TASK INSTRUCTIONS:
Arrange the lines below as a JSON list of strings, one string per line with blank lines omitted. Begin with the line containing "task | place one marker on every instance of the solid" and end with the line containing "[(9, 90), (235, 28), (11, 25), (245, 2), (22, 137)]", including both.
───── WORKING DATA ─────
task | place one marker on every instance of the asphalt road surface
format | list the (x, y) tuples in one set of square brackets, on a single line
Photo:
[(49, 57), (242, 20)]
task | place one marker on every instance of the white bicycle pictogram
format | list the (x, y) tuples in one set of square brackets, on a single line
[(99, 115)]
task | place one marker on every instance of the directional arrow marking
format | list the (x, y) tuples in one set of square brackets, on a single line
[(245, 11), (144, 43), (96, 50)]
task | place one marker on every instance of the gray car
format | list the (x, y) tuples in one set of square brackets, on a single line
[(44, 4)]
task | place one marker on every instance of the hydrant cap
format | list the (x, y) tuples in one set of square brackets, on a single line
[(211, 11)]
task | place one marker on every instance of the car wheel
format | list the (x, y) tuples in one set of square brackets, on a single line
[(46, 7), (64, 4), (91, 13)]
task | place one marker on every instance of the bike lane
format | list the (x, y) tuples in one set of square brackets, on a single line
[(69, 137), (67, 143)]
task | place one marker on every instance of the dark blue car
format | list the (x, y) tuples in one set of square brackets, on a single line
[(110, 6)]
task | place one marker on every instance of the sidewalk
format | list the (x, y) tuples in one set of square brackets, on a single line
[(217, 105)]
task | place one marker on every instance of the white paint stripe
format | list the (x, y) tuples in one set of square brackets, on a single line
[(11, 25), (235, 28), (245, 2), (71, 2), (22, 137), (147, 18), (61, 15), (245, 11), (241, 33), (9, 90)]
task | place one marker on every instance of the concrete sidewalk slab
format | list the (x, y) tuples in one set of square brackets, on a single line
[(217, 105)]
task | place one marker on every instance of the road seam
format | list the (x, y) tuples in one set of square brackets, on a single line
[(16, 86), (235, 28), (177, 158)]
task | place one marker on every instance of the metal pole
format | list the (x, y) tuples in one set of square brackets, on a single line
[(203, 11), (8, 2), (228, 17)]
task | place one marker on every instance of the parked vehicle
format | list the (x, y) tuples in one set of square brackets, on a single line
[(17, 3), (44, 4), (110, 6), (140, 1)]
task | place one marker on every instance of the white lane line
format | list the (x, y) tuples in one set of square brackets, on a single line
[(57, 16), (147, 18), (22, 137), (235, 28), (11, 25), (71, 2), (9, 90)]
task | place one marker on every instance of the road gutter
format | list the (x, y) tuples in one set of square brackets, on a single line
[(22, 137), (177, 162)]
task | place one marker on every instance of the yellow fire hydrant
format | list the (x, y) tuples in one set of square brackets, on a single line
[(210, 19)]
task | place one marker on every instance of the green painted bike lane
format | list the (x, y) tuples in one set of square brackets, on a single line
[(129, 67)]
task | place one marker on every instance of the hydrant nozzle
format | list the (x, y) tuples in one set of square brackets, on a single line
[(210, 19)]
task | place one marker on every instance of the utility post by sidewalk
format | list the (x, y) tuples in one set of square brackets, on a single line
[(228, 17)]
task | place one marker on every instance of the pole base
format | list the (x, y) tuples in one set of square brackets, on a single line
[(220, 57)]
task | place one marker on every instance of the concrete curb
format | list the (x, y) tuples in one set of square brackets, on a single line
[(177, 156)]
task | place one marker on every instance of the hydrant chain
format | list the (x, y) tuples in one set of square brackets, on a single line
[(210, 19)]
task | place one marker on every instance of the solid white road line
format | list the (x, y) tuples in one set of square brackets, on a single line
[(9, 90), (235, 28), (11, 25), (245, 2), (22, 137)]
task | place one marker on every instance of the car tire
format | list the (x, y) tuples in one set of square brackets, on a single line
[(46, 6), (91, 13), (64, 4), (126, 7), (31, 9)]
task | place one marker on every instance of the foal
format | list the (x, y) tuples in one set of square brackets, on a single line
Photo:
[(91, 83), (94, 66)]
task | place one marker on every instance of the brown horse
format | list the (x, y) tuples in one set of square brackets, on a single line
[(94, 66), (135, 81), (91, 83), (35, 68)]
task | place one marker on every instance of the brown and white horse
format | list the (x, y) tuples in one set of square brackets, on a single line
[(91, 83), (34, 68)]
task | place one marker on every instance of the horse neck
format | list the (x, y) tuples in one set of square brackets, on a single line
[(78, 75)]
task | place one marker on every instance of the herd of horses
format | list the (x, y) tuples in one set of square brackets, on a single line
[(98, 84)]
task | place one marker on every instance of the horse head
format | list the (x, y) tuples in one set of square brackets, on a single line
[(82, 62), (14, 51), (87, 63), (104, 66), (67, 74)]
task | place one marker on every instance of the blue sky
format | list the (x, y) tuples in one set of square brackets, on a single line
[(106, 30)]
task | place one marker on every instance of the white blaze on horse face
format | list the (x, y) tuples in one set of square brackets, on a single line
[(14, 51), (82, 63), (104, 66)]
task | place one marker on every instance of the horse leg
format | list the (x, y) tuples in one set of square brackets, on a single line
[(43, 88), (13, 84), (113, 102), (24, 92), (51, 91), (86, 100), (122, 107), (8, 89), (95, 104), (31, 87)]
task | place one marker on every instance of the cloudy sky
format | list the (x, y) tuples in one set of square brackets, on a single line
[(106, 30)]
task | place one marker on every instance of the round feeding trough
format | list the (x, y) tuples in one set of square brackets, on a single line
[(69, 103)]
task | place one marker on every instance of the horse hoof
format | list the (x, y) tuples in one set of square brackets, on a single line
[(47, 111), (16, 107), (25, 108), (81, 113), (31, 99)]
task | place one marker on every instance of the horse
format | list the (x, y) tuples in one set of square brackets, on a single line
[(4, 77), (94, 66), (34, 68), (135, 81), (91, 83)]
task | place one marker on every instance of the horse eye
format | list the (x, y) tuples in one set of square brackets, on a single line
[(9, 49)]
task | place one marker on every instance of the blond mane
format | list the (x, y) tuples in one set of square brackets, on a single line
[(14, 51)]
─────
SOLUTION:
[
  "task | place one marker on every instance of the solid white road line",
  "format | list the (x, y) tuples in one set of square brackets, on a single line",
  "[(9, 90), (235, 28), (11, 25), (245, 2), (22, 137)]"
]